(Image-grounded pointing data)
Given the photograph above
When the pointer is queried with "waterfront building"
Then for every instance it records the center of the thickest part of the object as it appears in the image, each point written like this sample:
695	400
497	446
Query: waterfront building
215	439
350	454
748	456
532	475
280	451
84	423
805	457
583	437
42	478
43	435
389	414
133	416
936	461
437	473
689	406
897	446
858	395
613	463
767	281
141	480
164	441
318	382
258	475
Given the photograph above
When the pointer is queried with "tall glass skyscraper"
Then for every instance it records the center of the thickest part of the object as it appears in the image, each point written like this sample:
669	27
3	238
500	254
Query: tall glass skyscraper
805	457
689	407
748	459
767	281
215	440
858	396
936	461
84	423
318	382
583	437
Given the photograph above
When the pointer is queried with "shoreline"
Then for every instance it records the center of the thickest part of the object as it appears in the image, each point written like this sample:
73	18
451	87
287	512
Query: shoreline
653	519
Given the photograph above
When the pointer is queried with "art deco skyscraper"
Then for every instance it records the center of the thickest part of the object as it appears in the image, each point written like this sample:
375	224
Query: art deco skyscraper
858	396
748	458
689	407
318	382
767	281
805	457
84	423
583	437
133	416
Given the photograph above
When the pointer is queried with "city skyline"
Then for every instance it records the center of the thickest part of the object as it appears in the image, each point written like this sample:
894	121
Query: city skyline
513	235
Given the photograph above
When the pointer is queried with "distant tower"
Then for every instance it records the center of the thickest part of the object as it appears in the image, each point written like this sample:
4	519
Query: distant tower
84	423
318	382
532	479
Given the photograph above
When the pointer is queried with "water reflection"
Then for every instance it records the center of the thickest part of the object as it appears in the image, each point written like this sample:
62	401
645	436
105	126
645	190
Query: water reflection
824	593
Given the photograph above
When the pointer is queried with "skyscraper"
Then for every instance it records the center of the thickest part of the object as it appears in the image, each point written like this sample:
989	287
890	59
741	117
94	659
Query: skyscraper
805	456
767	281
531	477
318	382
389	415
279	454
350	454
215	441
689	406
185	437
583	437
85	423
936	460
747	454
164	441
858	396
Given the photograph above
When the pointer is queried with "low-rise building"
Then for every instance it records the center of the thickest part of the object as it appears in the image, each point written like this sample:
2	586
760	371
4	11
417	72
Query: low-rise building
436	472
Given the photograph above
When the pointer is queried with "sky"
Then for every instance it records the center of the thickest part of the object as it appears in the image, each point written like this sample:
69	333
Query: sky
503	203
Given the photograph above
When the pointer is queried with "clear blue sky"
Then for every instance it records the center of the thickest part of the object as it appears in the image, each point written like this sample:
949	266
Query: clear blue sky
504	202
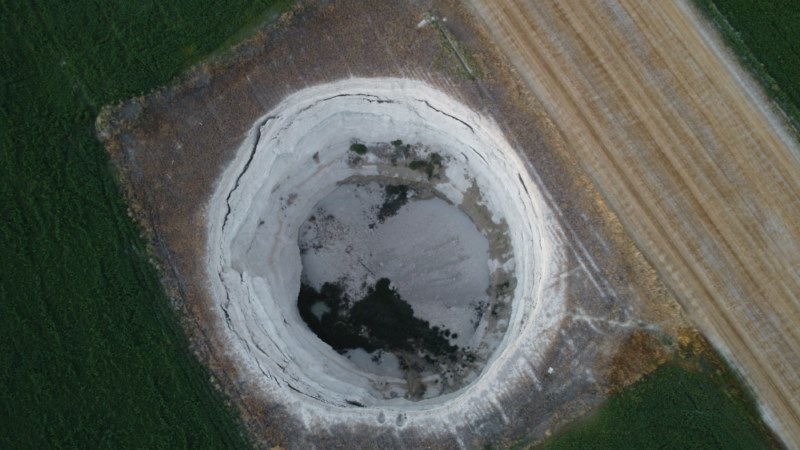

(WHAT YOU NEED TO DO) Where does the word "with" occur in the records? Return every line that holds it.

(TASK RESULT)
When the pointer is queried with "waterfront building"
When the pointer is queried with "tall glass skyscraper"
When the pointer is queried with "shoreline"
When the pointer is queried with "art deco skyscraper"
When the pointer is queried with "city skyline"
When the pointer is queried with "distant tower"
When the pointer is queried with "water reflection"
When the pointer is queried with "skyscraper"
When the pointer is queried with "low-rise building"
When the pointer is queried with "sky"
When the pointer is queried with "clear blue sky"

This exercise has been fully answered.